What you should do
Transcribe the entries exactly; images are not part of the copy.

***** Records shown

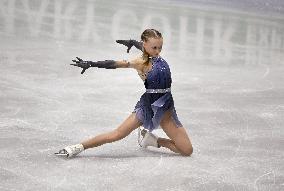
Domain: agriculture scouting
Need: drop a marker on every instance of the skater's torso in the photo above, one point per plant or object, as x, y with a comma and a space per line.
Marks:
156, 75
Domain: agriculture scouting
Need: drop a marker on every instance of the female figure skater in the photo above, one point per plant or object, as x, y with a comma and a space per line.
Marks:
155, 107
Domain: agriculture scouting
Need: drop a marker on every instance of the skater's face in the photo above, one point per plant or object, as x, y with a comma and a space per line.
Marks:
153, 46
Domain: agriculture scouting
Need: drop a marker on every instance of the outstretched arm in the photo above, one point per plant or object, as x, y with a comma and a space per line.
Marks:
130, 43
107, 64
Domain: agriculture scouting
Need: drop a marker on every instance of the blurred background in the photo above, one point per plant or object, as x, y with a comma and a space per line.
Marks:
226, 59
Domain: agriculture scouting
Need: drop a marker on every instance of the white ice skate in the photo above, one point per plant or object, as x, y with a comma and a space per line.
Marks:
148, 139
71, 151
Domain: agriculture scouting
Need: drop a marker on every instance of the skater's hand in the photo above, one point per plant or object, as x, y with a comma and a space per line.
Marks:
82, 64
127, 43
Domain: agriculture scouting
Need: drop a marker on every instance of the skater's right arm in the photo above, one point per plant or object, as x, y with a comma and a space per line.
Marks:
108, 64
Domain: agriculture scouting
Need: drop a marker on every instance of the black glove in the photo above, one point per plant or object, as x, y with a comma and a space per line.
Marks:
82, 64
107, 64
130, 43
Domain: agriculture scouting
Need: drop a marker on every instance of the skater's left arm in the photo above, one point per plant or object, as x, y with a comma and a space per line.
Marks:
107, 64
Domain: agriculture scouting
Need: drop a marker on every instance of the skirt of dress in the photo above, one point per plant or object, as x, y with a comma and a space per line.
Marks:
151, 108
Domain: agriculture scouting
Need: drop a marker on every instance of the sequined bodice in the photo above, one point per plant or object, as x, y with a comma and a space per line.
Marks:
159, 77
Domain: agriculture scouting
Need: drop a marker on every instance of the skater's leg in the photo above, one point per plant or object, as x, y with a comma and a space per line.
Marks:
179, 141
130, 124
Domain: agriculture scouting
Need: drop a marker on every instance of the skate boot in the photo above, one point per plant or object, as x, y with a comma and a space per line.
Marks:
71, 151
148, 139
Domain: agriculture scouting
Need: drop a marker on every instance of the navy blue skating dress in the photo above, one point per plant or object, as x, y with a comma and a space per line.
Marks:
157, 99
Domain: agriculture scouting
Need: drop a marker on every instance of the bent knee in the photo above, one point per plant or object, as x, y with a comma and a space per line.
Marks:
187, 151
117, 135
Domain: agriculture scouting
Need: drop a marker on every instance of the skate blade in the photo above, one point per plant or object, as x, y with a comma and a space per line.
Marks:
62, 153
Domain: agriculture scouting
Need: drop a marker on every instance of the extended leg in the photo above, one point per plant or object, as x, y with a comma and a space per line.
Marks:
122, 131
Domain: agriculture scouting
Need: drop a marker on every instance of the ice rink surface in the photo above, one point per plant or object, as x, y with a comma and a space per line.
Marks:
227, 66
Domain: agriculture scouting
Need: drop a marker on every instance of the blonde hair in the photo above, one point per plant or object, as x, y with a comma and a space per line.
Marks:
149, 33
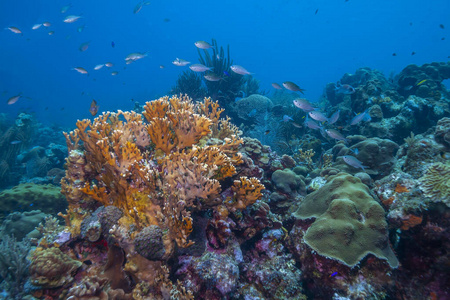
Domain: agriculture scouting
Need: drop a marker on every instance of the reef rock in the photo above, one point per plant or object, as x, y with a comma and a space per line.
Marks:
349, 223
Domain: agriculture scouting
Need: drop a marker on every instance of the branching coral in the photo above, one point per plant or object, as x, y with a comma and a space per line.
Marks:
156, 167
436, 183
14, 265
51, 268
305, 157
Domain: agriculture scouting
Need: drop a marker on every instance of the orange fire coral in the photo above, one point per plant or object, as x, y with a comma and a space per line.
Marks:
154, 166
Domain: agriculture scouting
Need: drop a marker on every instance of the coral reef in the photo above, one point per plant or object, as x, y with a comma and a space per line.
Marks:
30, 196
349, 223
375, 153
137, 183
51, 268
14, 266
435, 183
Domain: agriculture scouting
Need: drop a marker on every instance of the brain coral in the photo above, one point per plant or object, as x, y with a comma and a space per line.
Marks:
436, 183
349, 223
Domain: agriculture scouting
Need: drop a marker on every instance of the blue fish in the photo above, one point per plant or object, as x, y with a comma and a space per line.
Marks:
252, 113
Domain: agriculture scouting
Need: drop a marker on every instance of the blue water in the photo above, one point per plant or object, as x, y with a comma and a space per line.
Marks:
276, 40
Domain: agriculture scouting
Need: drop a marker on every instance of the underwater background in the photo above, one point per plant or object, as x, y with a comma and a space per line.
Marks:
278, 41
224, 150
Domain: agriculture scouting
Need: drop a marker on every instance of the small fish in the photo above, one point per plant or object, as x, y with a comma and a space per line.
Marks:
134, 57
139, 6
421, 82
36, 26
65, 8
252, 113
71, 19
303, 104
212, 77
293, 87
334, 134
80, 70
334, 117
287, 118
84, 46
14, 29
199, 68
81, 28
345, 89
98, 67
202, 45
365, 116
311, 124
94, 108
13, 99
318, 116
353, 161
180, 62
239, 70
276, 86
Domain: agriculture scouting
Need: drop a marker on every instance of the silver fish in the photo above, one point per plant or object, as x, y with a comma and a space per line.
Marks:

**********

Expected answer
Domain: agriculture scouting
Need: drop a marker on every instance of the skater's torso in the photo above, one point per plant or object, as x, y with a comma and a space per line.
Marks:
156, 75
Domain: agriculture scouting
Need: drop a marker on every instance of the female figure skater in the photo above, one point per plant or object, as x, y with a comma and a space per line.
Marks:
155, 107
Domain: agriculture scouting
Need: drop a marker on every instance of the skater's face in the photo above, one point per plant or object, as x, y with a comma and a space per line.
Marks:
153, 46
Domain: agriculture scouting
Need: drop a marker on every instance of the outstretched arm in the photo above, one point per plant or object, as x, y with a comma and a space per line.
Marks:
130, 43
107, 64
Domain: agriculture scouting
Need: drop a marker on every instance of the blurred background in the photo above, one point per plant or object, as x, y with a comma and a space per line.
Marks:
226, 59
Domain: agriculture scouting
Need: drop a marker on every instance of the white ice skate in the photo above, one point per plant or object, as x, y with a comma and a space per line.
Marks:
148, 139
71, 151
Domain: agriculture scouting
Need: drop a marker on every instance of the skater's hand in the photo above, one point per plant or object, as x, y with a comma and a space per line.
Marks:
82, 64
127, 43
Domain: agriculture scouting
Need: drop a marker on every instance of the skater's right arm in the photo above, one point per plant or object, as x, y with a comma and a space per line.
Marks:
108, 64
Domain: agriculture scouting
Need: drop a marker on every instance of the black glove in the photo above, one point per plant or object, as x, y with a comma and a space per line.
Marks:
82, 64
107, 64
130, 43
Domain: agriculture scouting
Need: drop a marker on every instance of the skater's left arm in the photo above, one point per plant or object, as x, y with a comma and a space per line.
Marks:
107, 64
Domain: agriculture scouting
Need: drop a marker on every instance of the skirt of dress in the photo above, one point per plant or object, as x, y with a comma and a space per line.
Marks:
151, 108
Domain: agriculture scouting
Need: drop a marker on every instance of the sequined bodice in the photo above, one point per plant or object, as x, y with a comma and a space per line.
Marks:
159, 77
Domain: agriculture scouting
Need: drop a marker on every instance of the skater's leg in the photo above, one point per plant or object, as x, y with a comma and a space per line.
Marks:
179, 141
130, 124
Domain: agriculture scouting
Need: drop a marker on every instance of the skate boot in the photo above, one point per plant or object, as x, y with a comma and a space per line.
Marks:
71, 151
148, 139
Domain: agriculture scouting
Need: drop a marker on every instance of the navy blue skating dress in the photo above, one point per plant or object, as x, y with a comma and a space per line.
Marks:
157, 99
Domain: agriculture scouting
Need: drop a marker on every instance of the bent knee in the photo above, one point per plant or object, as x, y with a comma and a space per line.
Marks:
187, 151
117, 135
Domain: agriculture scouting
Need: drop a marker on every instance of the skate blade in the photo above, one point per plant or object, as x, y with a comma and a space per line.
Marks:
62, 153
Domain: agriculture scouting
Need: drop a marker on every instance of the extended leg in the photo above, one point per plant or object, as x, y with a comma and a space per line.
Marks:
122, 131
Domain: agriculture scouting
Need: drop a marker on every instance of the ice rink surface in the photo above, one point per plant or object, as x, y with a comma and a space per line.
Marks:
227, 66
Domain: agriculture scouting
Need: drop a marker on every instance of the blonde hair in the photo above, one point per plant or object, as x, y with a comma and a space per line.
Marks:
149, 33
Domain: agriculture scouting
Need: drop a marker on every instance of the reef rock in the photo above, one point per plant or object, as x, y with a comma and a space per line.
Marks:
349, 223
Domain: agriculture scouting
Need: drop a marker on every instance of the branching coral in the photo above, one point per plant or object, as x, y with a comma and a space per line.
Marks:
156, 167
436, 183
14, 265
51, 268
305, 157
Domain: agriculture scouting
Need: drop a marker on every instance of the orange fire coral in the photo above, one point per plant or object, as x, y with a comma and a space per line.
Marks:
154, 166
Domain: agriculture scouting
Need: drop a marker on every instance of the coral reef in the photo above, one point per plant or object, as x, y with a comma and a space per line.
Marks:
30, 196
349, 223
375, 153
137, 183
51, 268
14, 266
435, 183
Domain: agriculture scouting
Need: drop a marker on every instance of the brain coral in the photo above, one point per plant or object, as x, y with a comma and a space per line.
Marks:
436, 183
349, 223
Domain: agriculture scouting
Need: drop a marker on every instance of the blue fish in the photo above, one point per plant or object, as x, y with a comma and a space per line.
Marks:
252, 113
Domain: agriculture scouting
Need: drop a marker on every instance of the blue water in the photo above, one point per plant or object, as x, y with a comma and a space per line.
Marks:
276, 40
Domain: agriculture scouting
Need: drop a marker on every instance of the underwater background in the photo above, one point per plant or object, as x, y with a comma and a space per line.
Marks:
278, 41
224, 150
Domain: agriculture scouting
Need: drop a marker on every instance of the small fish in the photo above, one point per plant or object, as x, y with a comma and a space per line.
Marks:
134, 57
139, 6
421, 82
36, 26
65, 8
252, 113
71, 19
303, 104
212, 77
293, 87
334, 134
80, 70
334, 117
287, 118
84, 46
14, 29
199, 68
81, 28
345, 89
98, 67
202, 45
365, 116
311, 124
94, 108
13, 99
318, 116
353, 161
180, 62
239, 70
276, 86
Domain: agriculture scouting
Need: drop a marker on every instance of the silver fish in the photo above, one point per plant or object, as x, y with a comma and a space per line.
Marks:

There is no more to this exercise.